- [What the task asks] Rewrite the lines below, requests included, from the line that contains "Please annotate the black" through the last line. Multiply each point coordinate in the answers by 2.15 and round to whole numbers, with halves rounded up, but leave the numbers in the requests and their format samples as they are.

— begin —

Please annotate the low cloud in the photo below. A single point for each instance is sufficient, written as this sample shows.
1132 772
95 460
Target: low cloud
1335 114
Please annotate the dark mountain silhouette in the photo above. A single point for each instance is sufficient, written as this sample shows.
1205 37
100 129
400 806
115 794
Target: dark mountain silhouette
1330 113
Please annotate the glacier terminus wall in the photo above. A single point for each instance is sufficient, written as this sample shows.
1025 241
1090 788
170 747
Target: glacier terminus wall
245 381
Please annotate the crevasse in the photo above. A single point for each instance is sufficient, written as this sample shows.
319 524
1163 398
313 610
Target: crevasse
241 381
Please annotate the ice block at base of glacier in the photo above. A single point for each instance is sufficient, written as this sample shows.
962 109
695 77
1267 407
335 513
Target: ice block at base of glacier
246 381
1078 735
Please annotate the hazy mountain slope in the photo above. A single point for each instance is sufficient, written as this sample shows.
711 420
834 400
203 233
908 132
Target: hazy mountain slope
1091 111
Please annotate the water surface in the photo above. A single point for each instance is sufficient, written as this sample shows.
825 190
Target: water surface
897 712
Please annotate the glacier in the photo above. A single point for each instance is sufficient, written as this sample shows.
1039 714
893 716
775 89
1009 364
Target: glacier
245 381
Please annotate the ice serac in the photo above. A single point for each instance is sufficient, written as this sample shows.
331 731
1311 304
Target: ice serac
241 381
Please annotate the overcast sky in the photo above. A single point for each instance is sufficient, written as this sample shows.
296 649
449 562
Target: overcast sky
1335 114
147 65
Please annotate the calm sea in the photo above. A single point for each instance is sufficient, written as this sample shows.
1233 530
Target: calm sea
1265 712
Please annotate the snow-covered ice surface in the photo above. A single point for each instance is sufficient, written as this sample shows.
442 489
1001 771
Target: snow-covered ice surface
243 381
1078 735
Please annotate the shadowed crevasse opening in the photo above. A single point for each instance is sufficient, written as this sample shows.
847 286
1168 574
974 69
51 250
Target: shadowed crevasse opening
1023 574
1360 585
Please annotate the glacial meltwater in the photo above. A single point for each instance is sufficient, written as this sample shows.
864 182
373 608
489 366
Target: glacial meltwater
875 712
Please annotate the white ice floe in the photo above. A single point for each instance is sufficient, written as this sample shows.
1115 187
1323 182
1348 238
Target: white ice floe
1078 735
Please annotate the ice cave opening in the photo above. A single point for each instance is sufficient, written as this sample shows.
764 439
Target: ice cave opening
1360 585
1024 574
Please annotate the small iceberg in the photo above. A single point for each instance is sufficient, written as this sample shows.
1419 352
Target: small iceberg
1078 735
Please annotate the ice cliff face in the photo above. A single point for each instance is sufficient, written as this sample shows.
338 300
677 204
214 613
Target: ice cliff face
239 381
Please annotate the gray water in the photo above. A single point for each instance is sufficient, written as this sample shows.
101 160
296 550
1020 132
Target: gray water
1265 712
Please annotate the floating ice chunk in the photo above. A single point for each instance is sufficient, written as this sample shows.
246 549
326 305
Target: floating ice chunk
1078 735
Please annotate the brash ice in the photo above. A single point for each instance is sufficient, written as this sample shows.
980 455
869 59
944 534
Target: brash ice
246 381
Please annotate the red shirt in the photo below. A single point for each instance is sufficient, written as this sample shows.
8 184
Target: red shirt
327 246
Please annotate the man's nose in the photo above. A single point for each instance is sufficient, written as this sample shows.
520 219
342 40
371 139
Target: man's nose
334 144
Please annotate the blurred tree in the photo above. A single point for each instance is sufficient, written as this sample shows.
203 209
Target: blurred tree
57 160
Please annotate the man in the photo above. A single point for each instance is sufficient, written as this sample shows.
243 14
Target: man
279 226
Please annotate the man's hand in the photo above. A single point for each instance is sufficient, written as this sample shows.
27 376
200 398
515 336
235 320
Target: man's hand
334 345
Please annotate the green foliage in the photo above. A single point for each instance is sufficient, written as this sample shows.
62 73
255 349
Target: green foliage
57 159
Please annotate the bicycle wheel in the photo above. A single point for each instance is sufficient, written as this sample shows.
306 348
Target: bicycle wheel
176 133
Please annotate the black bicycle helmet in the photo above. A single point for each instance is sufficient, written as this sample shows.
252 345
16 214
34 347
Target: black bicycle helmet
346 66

— end —

- [The response]
Please annotate the black bicycle helmet in the photo above. A single point for each instance is sufficient, written as this sample shows.
252 345
16 214
34 347
Target: black bicycle helmet
744 142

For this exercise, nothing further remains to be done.